Document segment:
It's tough to draw any conclusions on the KSU secondary given none of their opponents have called a pass in the last 2 games. That's a lie as Hunter Cantwell went for 274, but one more shot at the KSU run defense was deserved here. My guess is that an undersized 3-4 team facing a predominantly passing attack spread offense is going to blitz the shit out of us. I don't think I'm guessing either and I can almost guarantee it. I would assume this is their primary pass defense as well.
Moving the Ball
Alright, you've been presented with most of the information and I think you see where this thing is headed. One of my criticisms of Leach over the years is his failure to gameplan against specific weaknesses of opponents. His gameplan is always the same. Take what the defense gives you and score as many points as possible. Which sounds logical and simple, but seems to distract from the general concept of winning in lieu of a potential embarassment of an opponent. This thing should be real fucking easy. Start Batch on the first 2 drives, assuming our typical 8 play, 80 yard drive, make sure he gets 4 of those touches either via quick hitter or screen. They'll be over-blitzing, so the RBs and Crabtree should be in for a big day on screens. Use Vasquez to work a combo block with Hamby on the nose, and pull Carter to destroy the playside LB. I don't think I've ever seen a better opponent for Leach's TE and H-back set to be effective. We should be able to push these guys around up front. Once, we've patiently put two scores together with balanced playcalling, then try your pantsing shit with Crabtree over the top and try to stretch this thing out to 21 points by mid-2nd quarter. Louisville effectively made KSU a one-dimensional team, and outside the big plays by Banks, did a pretty good job overall. Most of the JUCO-based teams I've seen will quit early, if you jump out to a big lead. They just haven't had time to develop the chemistry and leadership in most cases. That's how it should play out, anyway. However, I'm sure we'll do a little bit of both, allow a long scoring drive and a big play, and go into the locker room with 21-14 lead. Or deficit, due to the KSU x-factor.

Given records:
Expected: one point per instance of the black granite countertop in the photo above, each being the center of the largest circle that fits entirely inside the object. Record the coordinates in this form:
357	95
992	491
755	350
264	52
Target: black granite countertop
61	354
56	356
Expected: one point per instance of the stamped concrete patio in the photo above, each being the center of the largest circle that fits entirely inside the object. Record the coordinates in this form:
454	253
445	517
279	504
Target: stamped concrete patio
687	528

---

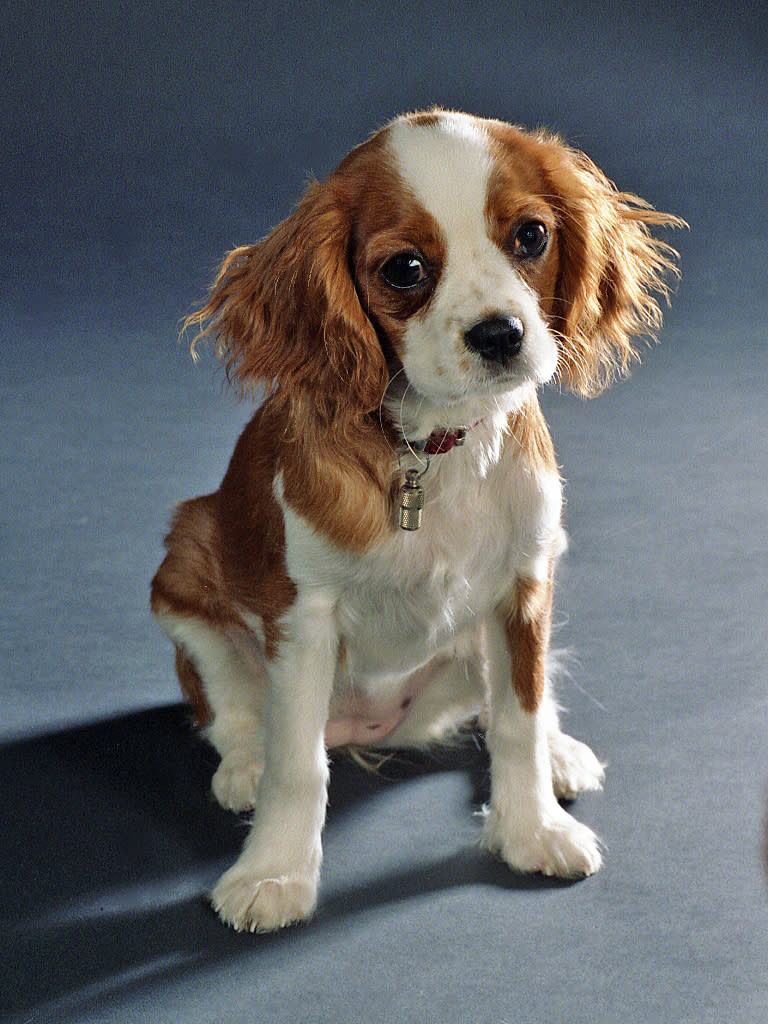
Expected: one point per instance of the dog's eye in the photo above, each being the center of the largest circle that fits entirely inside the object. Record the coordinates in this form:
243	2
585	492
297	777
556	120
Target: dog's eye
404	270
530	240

Exercise set:
a) In the football game preview, which player should start the first two drives?
b) Reproduce the passage of the football game preview starting at "It's tough to" and ending at "defense as well.".
c) Proceed with the football game preview, picking up right after its final sentence.

Answers to the problems:
a) Batch.

b)
It's tough to draw any conclusions on the KSU secondary given none of their opponents have called a pass in the last 2 games. That's a lie as Hunter Cantwell went for 274, but one more shot at the KSU run defense was deserved here. My guess is that an undersized 3-4 team facing a predominantly passing attack spread offense is going to blitz the shit out of us. I don't think I'm guessing either and I can almost guarantee it. I would assume this is their primary pass defense as well.

c)
I typically don't cover special teams, but I think it's necessary with KSU. Every time I watch them play, it seems they make a couple of big plays that result in scores, especially in the punt return game. Sure as shit, they've blocked 2 punts for scores this season and Deon Murphy returned an 86 yarder for a TD against Louisville. I vaguely remember this playing a huge factor in their upset of Texas last year. Fortunately, outside the field goal kicking, our coverage units have been outstanding for the most part, and the guys who contribute, take a lot of pride in their limited snaps. This should be somewhat of a wash, but if KSU pulls off the upset, I'm guessing it will encompass a big play here. Other than that, I think Tech wins 42-28 on a healthy and more consistent dose of Batch and Woods versus the erratic offense of KSU. One of the few cases I can remember in the Leach Era, where Tech has the much better running game and defense.